Give back the full data, retyped precisely.

(Referring expression pointing data)
=== Section Start ===
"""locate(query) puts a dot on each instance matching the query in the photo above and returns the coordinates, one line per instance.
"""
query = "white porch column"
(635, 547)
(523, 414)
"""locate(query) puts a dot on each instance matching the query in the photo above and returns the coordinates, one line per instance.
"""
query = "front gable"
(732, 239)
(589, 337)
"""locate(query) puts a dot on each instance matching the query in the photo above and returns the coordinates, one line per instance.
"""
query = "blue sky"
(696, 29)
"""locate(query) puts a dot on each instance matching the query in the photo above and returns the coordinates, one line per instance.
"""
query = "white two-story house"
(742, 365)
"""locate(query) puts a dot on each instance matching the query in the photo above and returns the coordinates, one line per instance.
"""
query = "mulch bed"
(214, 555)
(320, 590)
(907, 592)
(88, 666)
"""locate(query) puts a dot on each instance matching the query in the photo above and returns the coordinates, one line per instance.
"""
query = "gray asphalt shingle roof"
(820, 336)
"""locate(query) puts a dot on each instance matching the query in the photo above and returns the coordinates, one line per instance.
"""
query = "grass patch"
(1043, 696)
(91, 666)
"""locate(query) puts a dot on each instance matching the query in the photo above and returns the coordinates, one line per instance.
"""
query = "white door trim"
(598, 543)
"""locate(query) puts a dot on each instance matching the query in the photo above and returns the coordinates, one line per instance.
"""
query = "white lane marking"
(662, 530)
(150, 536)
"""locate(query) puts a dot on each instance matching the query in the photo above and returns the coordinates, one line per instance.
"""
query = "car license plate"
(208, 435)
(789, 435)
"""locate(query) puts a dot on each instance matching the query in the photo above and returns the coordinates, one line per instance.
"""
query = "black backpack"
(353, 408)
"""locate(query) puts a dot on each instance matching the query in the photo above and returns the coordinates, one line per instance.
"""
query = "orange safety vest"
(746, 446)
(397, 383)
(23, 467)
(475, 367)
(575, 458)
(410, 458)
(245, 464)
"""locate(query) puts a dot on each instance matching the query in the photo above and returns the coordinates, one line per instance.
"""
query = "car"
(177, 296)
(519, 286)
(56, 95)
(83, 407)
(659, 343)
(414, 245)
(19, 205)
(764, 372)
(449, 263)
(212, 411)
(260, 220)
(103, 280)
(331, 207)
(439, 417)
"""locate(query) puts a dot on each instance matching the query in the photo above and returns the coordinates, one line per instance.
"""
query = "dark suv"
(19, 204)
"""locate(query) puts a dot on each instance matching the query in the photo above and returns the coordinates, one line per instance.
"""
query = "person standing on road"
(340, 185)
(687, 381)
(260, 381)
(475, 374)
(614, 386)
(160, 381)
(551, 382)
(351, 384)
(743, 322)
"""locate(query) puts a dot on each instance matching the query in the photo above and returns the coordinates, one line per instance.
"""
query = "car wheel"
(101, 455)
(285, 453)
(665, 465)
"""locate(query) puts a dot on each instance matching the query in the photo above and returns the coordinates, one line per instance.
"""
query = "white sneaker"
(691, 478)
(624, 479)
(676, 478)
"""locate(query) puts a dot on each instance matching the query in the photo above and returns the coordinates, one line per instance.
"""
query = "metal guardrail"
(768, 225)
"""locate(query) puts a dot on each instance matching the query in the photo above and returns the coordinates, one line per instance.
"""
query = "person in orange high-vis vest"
=== Section End ===
> _RESULT OF THE TASK_:
"""locate(query) puts a dot on each instance matching the query in the photo above and returns the coordinates, one line per instance.
"""
query = "white porch column"
(635, 547)
(523, 414)
"""locate(query) puts a dot on each instance matching the query in the photo above and returns the coordinates, one line per instance.
"""
query = "front gable"
(732, 239)
(589, 337)
"""locate(query) puts a dot on each instance matching the query in the photo above and returns the coordinates, one line per instance.
"""
query = "blue sky"
(696, 29)
"""locate(query) puts a dot on each instance matching the query in the photo above and returns the coordinates, one line per instance.
"""
query = "white two-story house"
(742, 365)
"""locate(query) puts a dot on each instance matching the query in the photo above and returns the coordinates, one line per instance.
"""
query = "mulch bed"
(214, 555)
(320, 590)
(907, 592)
(88, 666)
"""locate(query) puts a dot on each instance matching the query in the photo above and returns the coordinates, one line per instance.
"""
query = "gray asphalt shingle roof"
(820, 336)
"""locate(query) puts a dot on each instance matching the query in the photo above and returns the coordinates, one line per instance.
"""
query = "grass patch"
(1043, 696)
(91, 666)
"""locate(query) puts a dot on each instance matching the query in the photo above and returns the coordinates, one line per instance.
"""
query = "white door trim"
(598, 543)
"""locate(query) puts a dot on each instance matching the query in the photo above and returns the coordinates, one line per instance.
"""
query = "white lane marking"
(662, 530)
(150, 536)
"""locate(query) puts a dot on each instance matching the query in the photo above and returns the coordinates, one line per instance.
"""
query = "car license plate"
(208, 435)
(789, 435)
"""locate(query) puts a dot on each instance matching the query in the photo above and returns the coordinates, one line per instance.
"""
query = "black backpack"
(353, 408)
"""locate(query) puts a dot on each instance matching the query in the photo above and returns the coordinates, one line per instance.
"""
query = "orange safety vest"
(746, 446)
(397, 383)
(23, 467)
(475, 367)
(575, 458)
(410, 458)
(245, 464)
"""locate(query) puts a dot on each instance matching the query in the photo above and returns the coordinates, one line per instance.
"""
query = "car"
(177, 296)
(519, 286)
(56, 95)
(83, 407)
(659, 343)
(414, 245)
(19, 205)
(764, 372)
(449, 263)
(212, 411)
(260, 220)
(103, 280)
(331, 207)
(439, 417)
"""locate(query) puts a dot on each instance matching the query in the photo above and returns the coordinates, one line per instance.
"""
query = "dark suv"
(19, 204)
"""locate(query) puts a dot on each instance matching the query in the photo above and returns the coordinates, one line per instance.
"""
query = "person standing on road"
(340, 185)
(687, 381)
(260, 381)
(475, 374)
(614, 386)
(160, 381)
(551, 382)
(351, 384)
(743, 322)
"""locate(query) puts a dot on each instance matching the query in the photo above and returns the coordinates, one line per instance.
"""
query = "car wheel"
(101, 455)
(285, 453)
(665, 465)
"""locate(query) puts a dot on each instance matching the query in the photo above and returns the coordinates, one line per instance.
"""
query = "white sneaker"
(691, 478)
(624, 479)
(676, 478)
"""locate(query) puts a dot on each instance matching the query in the photo above and returns the coordinates, one line per instance.
"""
query = "metal guardrail"
(768, 225)
"""locate(query) puts a dot on each instance matching the query in the photo above and returns the coordinates, one line per instance.
"""
query = "person in orange high-vis vest"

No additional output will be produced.